» **Work instructions**
Write out exactly the lines from the one containing "[point] every instance of the orange" through the last line of the records below, including both.

[Lines of data]
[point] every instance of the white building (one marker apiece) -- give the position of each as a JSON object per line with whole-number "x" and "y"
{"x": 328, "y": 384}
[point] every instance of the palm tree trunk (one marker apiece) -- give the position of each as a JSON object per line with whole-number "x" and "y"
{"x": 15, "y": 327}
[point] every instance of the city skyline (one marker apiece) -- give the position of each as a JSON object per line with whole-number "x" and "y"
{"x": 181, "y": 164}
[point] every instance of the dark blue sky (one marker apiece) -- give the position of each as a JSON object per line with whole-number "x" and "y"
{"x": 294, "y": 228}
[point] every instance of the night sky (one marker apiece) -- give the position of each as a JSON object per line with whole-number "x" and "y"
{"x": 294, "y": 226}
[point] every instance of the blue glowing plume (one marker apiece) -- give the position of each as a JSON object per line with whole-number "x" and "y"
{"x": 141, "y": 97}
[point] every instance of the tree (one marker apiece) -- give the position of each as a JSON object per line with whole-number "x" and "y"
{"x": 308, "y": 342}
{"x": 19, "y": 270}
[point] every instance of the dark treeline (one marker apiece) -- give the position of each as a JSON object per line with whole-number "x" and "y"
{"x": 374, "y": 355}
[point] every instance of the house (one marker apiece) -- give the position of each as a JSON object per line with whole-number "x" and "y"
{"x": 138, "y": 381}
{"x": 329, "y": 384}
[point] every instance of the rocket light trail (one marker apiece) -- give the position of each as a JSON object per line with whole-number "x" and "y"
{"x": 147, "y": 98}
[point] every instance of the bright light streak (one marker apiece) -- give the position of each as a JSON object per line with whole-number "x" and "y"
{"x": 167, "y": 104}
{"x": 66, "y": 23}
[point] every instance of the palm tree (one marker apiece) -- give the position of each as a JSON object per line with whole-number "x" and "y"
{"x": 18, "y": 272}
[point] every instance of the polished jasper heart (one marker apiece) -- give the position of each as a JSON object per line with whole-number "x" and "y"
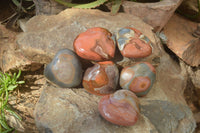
{"x": 133, "y": 44}
{"x": 138, "y": 78}
{"x": 121, "y": 108}
{"x": 65, "y": 69}
{"x": 102, "y": 78}
{"x": 95, "y": 44}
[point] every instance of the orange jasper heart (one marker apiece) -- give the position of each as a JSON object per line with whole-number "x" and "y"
{"x": 121, "y": 108}
{"x": 95, "y": 44}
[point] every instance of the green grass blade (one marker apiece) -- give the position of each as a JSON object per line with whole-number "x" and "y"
{"x": 83, "y": 6}
{"x": 18, "y": 75}
{"x": 116, "y": 6}
{"x": 8, "y": 130}
{"x": 4, "y": 124}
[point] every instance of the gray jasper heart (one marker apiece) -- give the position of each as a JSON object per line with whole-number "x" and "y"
{"x": 65, "y": 70}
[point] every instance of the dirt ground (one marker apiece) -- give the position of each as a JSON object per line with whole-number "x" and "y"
{"x": 24, "y": 98}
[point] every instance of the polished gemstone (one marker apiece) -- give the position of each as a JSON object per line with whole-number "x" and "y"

» **Task response**
[point] every instance of the orange jasper heart (one marker apiece) -- give the position of each as a JSON object per line with whole-number "x" and "y"
{"x": 121, "y": 108}
{"x": 95, "y": 44}
[point] every instance of the green grass blade (one marker apiece) -- give the position of each as a JSON object per line with whole-number "x" and "y"
{"x": 83, "y": 6}
{"x": 18, "y": 75}
{"x": 116, "y": 6}
{"x": 8, "y": 130}
{"x": 4, "y": 124}
[point] every instance of the gray jasper heart (one marker apiece) -- give the position of each as a JSON object per line with whole-number "x" and "y"
{"x": 65, "y": 70}
[point] every instance of the dirt ground (one marker apiece) -- give the position of each as a JSON object per line with whole-number "x" and "y"
{"x": 24, "y": 98}
[point] every instance of the polished gemstone (one marker apiece) -- give the position of each as a JSON object per line with whole-number "x" and "y"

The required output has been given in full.